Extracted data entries

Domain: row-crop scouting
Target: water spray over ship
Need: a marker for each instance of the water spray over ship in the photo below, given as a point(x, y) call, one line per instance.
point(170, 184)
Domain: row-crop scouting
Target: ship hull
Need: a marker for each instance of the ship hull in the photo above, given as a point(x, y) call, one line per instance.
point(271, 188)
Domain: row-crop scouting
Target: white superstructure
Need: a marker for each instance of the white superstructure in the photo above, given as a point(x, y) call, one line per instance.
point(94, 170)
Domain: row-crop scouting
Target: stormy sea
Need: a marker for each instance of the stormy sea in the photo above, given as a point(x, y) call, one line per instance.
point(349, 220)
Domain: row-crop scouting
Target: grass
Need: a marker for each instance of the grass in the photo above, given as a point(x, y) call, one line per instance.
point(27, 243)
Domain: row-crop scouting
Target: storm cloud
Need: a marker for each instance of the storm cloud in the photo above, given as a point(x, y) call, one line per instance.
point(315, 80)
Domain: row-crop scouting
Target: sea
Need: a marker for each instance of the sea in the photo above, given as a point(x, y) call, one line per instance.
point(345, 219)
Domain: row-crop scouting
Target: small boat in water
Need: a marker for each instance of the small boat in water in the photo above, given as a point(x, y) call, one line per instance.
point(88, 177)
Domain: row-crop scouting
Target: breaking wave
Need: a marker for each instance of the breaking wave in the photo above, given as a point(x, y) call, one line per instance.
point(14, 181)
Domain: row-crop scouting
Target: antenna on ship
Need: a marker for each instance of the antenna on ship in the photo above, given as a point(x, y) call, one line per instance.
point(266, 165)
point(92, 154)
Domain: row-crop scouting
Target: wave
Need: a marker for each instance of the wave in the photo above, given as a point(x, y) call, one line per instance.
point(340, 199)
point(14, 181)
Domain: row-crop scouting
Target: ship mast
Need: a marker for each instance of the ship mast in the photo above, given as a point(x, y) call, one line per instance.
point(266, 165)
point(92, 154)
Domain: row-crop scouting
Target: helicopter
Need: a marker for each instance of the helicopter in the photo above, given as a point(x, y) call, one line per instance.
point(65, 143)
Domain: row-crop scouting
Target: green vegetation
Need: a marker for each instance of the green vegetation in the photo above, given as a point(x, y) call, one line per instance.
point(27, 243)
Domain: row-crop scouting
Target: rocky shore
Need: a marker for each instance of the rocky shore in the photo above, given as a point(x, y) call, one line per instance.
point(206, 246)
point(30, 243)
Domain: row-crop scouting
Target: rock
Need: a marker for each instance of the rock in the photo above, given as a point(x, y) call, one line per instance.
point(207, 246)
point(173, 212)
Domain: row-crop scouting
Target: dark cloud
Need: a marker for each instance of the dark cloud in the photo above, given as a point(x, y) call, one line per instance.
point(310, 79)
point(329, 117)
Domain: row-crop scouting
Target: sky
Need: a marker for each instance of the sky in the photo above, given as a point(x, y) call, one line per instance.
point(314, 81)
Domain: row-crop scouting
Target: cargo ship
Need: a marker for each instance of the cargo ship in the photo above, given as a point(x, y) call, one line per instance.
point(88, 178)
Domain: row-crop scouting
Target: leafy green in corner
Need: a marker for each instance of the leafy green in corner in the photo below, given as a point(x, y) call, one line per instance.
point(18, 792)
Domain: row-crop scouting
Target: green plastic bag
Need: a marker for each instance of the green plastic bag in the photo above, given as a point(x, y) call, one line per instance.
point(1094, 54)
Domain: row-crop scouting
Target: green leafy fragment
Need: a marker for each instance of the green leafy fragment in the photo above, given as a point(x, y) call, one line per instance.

WHAT IS BEING ASKED
Retype all the records, matching them exactly.

PROBLEM SOLUTION
Domain: row-crop scouting
Target: water spray over ship
Need: a marker for each instance of the water spray over ship in the photo below, given as a point(x, y) call, one line per instance.
point(170, 184)
Domain: row-crop scouting
Target: ship hull
Need: a marker for each instance of the ship hull in the photo above, given as a point(x, y) call, one line per instance.
point(271, 188)
Domain: row-crop scouting
Target: white superstructure
Need: a marker for each instance of the white superstructure in the photo above, given as a point(x, y) call, one line per instance.
point(94, 170)
Domain: row-crop scouting
Target: stormy sea
Need: a marker for each instance of the stormy sea in the photo above, given as a point(x, y) call, one line per instance.
point(349, 220)
Domain: row-crop scouting
Target: grass
Need: a marker for each instance of the grass in the photo above, given as a point(x, y) call, one line per instance.
point(27, 243)
Domain: row-crop scouting
Target: storm cloud
Need: a marker for each instance of the storm cloud in the photo above, given as a point(x, y) call, one line per instance.
point(315, 80)
Domain: row-crop scouting
Target: sea
Need: a marker for each instance of the sea in the photo above, given as a point(x, y) call, one line per instance.
point(345, 219)
Domain: row-crop scouting
Target: small boat in water
Need: a marker for each instance of the small boat in water in the photo above, given as a point(x, y) call, one line per instance.
point(88, 177)
Domain: row-crop scouting
Target: breaking wave
Need: a marker for each instance of the breaking wave in the photo above, given as a point(x, y) call, one line per instance.
point(14, 181)
Domain: row-crop scouting
Target: antenna on ship
Need: a marker for each instance of the antenna on ship in the photo above, given as a point(x, y) call, one line per instance.
point(266, 165)
point(92, 154)
Domain: row-crop scouting
Target: wave
Need: a marker for each instance of the wave in the photo above, given as a point(x, y) call, one line per instance.
point(340, 199)
point(14, 181)
Domain: row-crop scouting
Target: ship mast
Need: a marker for each instance of the ship mast in the photo above, given as a point(x, y) call, one line per instance.
point(266, 165)
point(92, 154)
Domain: row-crop scouting
Target: helicopter
Need: a marker for each instance of the helicopter in the photo above, given as a point(x, y) call, one line per instance.
point(65, 143)
Domain: row-crop scouting
Target: green vegetation
Need: a marker for each instance of the green vegetation in the photo above, given as a point(x, y) call, one line per instance.
point(27, 243)
Domain: row-crop scouting
Target: rocky shore
Need: a marker for each instance of the rocky shore in the photo above, given as a point(x, y) call, one line per instance.
point(206, 246)
point(30, 243)
Domain: row-crop scouting
Target: rock
Need: a marker for each instance of the rock in the photo above, given as a point(x, y) call, one line per instance.
point(207, 246)
point(173, 212)
Domain: row-crop scouting
Target: dark cloud
Need: a marker for each instance of the dark cloud in the photo above, given as a point(x, y) call, one line per instance.
point(310, 79)
point(329, 117)
Domain: row-crop scouting
Target: sky
Need: a marker for each instance of the sky in the photo above, given as a point(x, y) call, one line per instance.
point(314, 81)
Domain: row-crop scouting
Target: cargo ship
Need: a marker for each instance of the cargo ship in the photo above, given as a point(x, y) call, one line per instance.
point(88, 178)
Domain: row-crop scouting
Target: leafy green in corner
Need: a marker for each instance of the leafy green in corner in the photo below, given as a point(x, y) call, one line per instance.
point(18, 792)
Domain: row-crop scouting
Target: green plastic bag
Need: a marker for each instance of the green plastic bag in the photo above, given as a point(x, y) call, one line per instance.
point(1094, 54)
Domain: row-crop scouting
Target: green leafy fragment
Need: a marker for each instance of the green leafy fragment in the photo above, given as a point(x, y) call, one line per instance.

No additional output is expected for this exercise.